● **Exercise brief**: Lay out every line of the records as a numbered list, leaving out any blank lines.

Dataset rows
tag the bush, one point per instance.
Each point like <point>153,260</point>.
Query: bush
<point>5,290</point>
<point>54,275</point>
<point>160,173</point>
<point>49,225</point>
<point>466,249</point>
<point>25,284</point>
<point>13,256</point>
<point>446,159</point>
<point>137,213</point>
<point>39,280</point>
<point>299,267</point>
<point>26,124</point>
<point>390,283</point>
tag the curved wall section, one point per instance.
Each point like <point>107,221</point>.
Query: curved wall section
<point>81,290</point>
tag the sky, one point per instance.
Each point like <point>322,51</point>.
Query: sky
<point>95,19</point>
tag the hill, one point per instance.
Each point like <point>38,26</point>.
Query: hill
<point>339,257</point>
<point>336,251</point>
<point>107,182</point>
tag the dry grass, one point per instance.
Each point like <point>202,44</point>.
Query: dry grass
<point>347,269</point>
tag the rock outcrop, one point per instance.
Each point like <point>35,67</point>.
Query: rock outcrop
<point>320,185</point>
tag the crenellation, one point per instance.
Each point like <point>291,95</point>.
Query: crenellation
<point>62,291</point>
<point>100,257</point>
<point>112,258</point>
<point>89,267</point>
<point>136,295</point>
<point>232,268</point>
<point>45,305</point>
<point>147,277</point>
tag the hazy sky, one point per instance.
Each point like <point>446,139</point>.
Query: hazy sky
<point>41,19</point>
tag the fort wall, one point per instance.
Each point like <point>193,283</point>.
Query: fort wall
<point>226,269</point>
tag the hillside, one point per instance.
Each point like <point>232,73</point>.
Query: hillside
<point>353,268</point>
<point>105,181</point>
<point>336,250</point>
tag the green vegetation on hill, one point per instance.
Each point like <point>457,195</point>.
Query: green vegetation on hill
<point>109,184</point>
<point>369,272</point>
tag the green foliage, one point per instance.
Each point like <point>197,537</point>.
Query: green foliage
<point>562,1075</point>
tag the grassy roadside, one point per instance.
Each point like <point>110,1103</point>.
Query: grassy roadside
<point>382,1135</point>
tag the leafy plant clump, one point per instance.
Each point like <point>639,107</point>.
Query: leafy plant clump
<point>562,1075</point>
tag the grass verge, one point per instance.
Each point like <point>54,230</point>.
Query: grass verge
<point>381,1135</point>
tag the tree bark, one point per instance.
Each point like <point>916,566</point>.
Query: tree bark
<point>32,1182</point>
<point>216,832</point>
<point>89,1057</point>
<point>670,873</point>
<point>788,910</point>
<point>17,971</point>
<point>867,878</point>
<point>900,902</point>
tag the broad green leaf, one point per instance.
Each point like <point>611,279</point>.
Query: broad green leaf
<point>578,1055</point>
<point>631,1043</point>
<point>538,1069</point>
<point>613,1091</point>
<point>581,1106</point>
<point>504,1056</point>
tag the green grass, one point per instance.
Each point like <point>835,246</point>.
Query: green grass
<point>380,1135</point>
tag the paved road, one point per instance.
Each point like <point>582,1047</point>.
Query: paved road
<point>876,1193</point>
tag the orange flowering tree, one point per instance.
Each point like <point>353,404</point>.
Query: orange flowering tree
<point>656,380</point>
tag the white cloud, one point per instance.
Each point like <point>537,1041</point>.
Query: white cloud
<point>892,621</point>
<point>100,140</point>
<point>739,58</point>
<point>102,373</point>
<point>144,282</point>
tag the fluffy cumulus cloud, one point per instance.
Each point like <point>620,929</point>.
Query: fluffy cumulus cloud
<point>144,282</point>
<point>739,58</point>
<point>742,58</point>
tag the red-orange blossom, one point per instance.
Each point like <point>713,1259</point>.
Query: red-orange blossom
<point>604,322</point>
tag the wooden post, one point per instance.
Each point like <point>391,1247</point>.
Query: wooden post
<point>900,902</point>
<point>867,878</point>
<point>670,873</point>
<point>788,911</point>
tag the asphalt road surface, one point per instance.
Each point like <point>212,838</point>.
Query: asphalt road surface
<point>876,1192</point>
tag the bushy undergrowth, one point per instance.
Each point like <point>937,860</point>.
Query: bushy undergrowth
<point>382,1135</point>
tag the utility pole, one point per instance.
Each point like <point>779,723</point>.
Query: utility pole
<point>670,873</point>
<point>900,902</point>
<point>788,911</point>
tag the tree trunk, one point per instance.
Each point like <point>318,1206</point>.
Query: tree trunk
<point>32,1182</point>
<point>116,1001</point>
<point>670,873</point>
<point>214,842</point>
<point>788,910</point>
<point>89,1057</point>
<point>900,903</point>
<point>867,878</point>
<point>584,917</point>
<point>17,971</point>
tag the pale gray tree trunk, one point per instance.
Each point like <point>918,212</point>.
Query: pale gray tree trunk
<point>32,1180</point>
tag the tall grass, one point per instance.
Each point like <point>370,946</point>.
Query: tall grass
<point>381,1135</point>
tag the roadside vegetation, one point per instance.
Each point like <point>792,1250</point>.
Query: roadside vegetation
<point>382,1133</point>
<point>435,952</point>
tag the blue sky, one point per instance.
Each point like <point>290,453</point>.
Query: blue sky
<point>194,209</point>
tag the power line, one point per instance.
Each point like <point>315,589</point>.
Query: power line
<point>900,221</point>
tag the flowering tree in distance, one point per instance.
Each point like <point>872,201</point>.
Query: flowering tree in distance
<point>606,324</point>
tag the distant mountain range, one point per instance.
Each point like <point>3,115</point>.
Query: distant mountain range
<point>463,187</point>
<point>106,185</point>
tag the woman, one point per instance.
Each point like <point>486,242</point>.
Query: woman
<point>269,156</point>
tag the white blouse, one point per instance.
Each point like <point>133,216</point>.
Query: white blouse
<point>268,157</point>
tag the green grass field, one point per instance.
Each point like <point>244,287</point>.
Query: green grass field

● **Task result**:
1. tag the bush, one point per instance.
2. Each point like <point>153,260</point>.
3. Query: bush
4. <point>5,290</point>
5. <point>54,275</point>
6. <point>160,173</point>
7. <point>49,225</point>
8. <point>466,249</point>
9. <point>25,284</point>
10. <point>13,256</point>
11. <point>446,159</point>
12. <point>137,213</point>
13. <point>39,280</point>
14. <point>299,267</point>
15. <point>26,124</point>
16. <point>390,283</point>
17. tag the curved wall section, one point per instance.
18. Each point like <point>107,221</point>.
19. Query: curved wall section
20. <point>81,290</point>
21. tag the sky, one point per instance.
22. Each point like <point>322,51</point>.
23. Query: sky
24. <point>95,19</point>
25. tag the hill, one point per instance.
26. Each point like <point>38,26</point>.
27. Query: hill
28. <point>339,257</point>
29. <point>336,251</point>
30. <point>107,182</point>
31. tag the dry grass, one point per instance.
32. Each point like <point>202,44</point>.
33. Query: dry grass
34. <point>347,269</point>
35. tag the rock outcrop, one point per instance.
36. Each point like <point>35,67</point>.
37. Query: rock outcrop
38. <point>320,185</point>
39. tag the crenellation, one point per instance.
40. Each point like <point>291,95</point>.
41. Query: crenellation
42. <point>62,291</point>
43. <point>100,257</point>
44. <point>112,258</point>
45. <point>89,267</point>
46. <point>136,295</point>
47. <point>232,268</point>
48. <point>45,305</point>
49. <point>147,277</point>
50. tag the hazy sky, one point per instance.
51. Each point like <point>446,139</point>.
52. Query: hazy sky
53. <point>41,19</point>
54. tag the fort wall, one point per instance.
55. Each point like <point>193,283</point>.
56. Query: fort wall
57. <point>226,269</point>
58. tag the hillside, one point per instance.
59. Each point like <point>232,73</point>.
60. Query: hillside
61. <point>353,268</point>
62. <point>105,181</point>
63. <point>336,250</point>
64. tag the green vegetation on hill, one point per instance.
65. Each point like <point>457,195</point>.
66. Query: green vegetation on hill
67. <point>109,184</point>
68. <point>369,272</point>
69. tag the green foliage, one point per instance.
70. Each point like <point>197,537</point>.
71. Query: green foliage
72. <point>562,1075</point>
73. tag the grassy roadside, one point per instance.
74. Each point like <point>110,1103</point>.
75. Query: grassy roadside
76. <point>382,1135</point>
77. tag the leafy plant clump, one point per instance.
78. Each point like <point>639,107</point>.
79. Query: leafy plant clump
80. <point>562,1075</point>
81. tag the grass verge, one point per instance.
82. Each point like <point>54,230</point>.
83. Query: grass verge
84. <point>381,1135</point>
85. tag the tree bark, one point per instance.
86. Each point like <point>916,566</point>.
87. Query: tree bark
88. <point>32,1182</point>
89. <point>216,832</point>
90. <point>89,1057</point>
91. <point>670,873</point>
92. <point>788,910</point>
93. <point>17,971</point>
94. <point>867,878</point>
95. <point>900,902</point>
96. tag the broad green leaf, one point per instance.
97. Each point like <point>611,279</point>.
98. Query: broad green leaf
99. <point>578,1055</point>
100. <point>631,1043</point>
101. <point>538,1069</point>
102. <point>613,1091</point>
103. <point>581,1106</point>
104. <point>504,1056</point>
105. tag the green grass, one point per instance.
106. Each point like <point>835,246</point>.
107. Query: green grass
108. <point>380,1135</point>
109. tag the paved road, one point per instance.
110. Each point like <point>582,1047</point>.
111. Query: paved road
112. <point>876,1193</point>
113. tag the orange flowering tree, one point per instance.
114. Each point like <point>353,404</point>.
115. Query: orange flowering tree
116. <point>656,380</point>
117. tag the white cloud, one point per instance.
118. Each point like <point>537,1041</point>.
119. Query: white cloud
120. <point>892,621</point>
121. <point>100,140</point>
122. <point>739,58</point>
123. <point>102,373</point>
124. <point>144,282</point>
125. tag the fluffy cumulus cloud, one point per instance.
126. Each point like <point>620,929</point>.
127. Query: fluffy cumulus cloud
128. <point>144,282</point>
129. <point>739,58</point>
130. <point>742,58</point>
131. tag the red-orange blossom, one point per instance.
132. Each point like <point>713,1259</point>.
133. Query: red-orange blossom
134. <point>604,322</point>
135. tag the wooden post, one point per instance.
136. Each point like <point>391,1247</point>.
137. Query: wooden post
138. <point>900,902</point>
139. <point>867,878</point>
140. <point>670,873</point>
141. <point>788,911</point>
142. tag the asphalt road surface, one point per instance.
143. Each point like <point>212,838</point>.
144. Query: asphalt road surface
145. <point>876,1192</point>
146. tag the bushy undergrowth, one point per instance.
147. Each point like <point>937,860</point>.
148. Query: bushy undergrowth
149. <point>382,1135</point>
150. tag the utility pole, one point per instance.
151. Each point like <point>779,723</point>.
152. Query: utility pole
153. <point>670,873</point>
154. <point>900,902</point>
155. <point>788,911</point>
156. tag the tree trunk, one point per instance.
157. Each point like <point>318,1206</point>.
158. Query: tree trunk
159. <point>32,1182</point>
160. <point>116,1001</point>
161. <point>670,873</point>
162. <point>214,842</point>
163. <point>788,910</point>
164. <point>89,1057</point>
165. <point>900,903</point>
166. <point>867,878</point>
167. <point>584,917</point>
168. <point>17,971</point>
169. tag the pale gray tree trunk, one point per instance.
170. Each point like <point>918,212</point>.
171. Query: pale gray tree trunk
172. <point>32,1180</point>
173. tag the tall grass, one point per instance.
174. Each point like <point>370,946</point>.
175. Query: tall grass
176. <point>381,1135</point>
177. tag the roadside vegetation, one point per instance.
178. Each point like <point>792,1250</point>.
179. Query: roadside vegetation
180. <point>382,1133</point>
181. <point>435,952</point>
182. tag the blue sky, one point per instance.
183. Each point like <point>290,453</point>.
184. Query: blue sky
185. <point>194,209</point>
186. tag the power line, one point per instance.
187. Each point like <point>315,589</point>.
188. Query: power line
189. <point>900,221</point>
190. tag the flowering tree in distance, one point per instance.
191. Each point like <point>872,201</point>.
192. Query: flowering tree in distance
193. <point>606,324</point>
194. tag the distant mountain range, one point per instance.
195. Each point like <point>3,115</point>.
196. Query: distant mountain range
197. <point>463,187</point>
198. <point>106,185</point>
199. tag the woman, one point per instance.
200. Each point like <point>486,242</point>.
201. Query: woman
202. <point>269,156</point>
203. tag the white blouse, one point per instance.
204. Each point like <point>133,216</point>.
205. Query: white blouse
206. <point>268,157</point>
207. tag the green grass field, one point per instance.
208. Each point like <point>244,287</point>.
209. Query: green grass field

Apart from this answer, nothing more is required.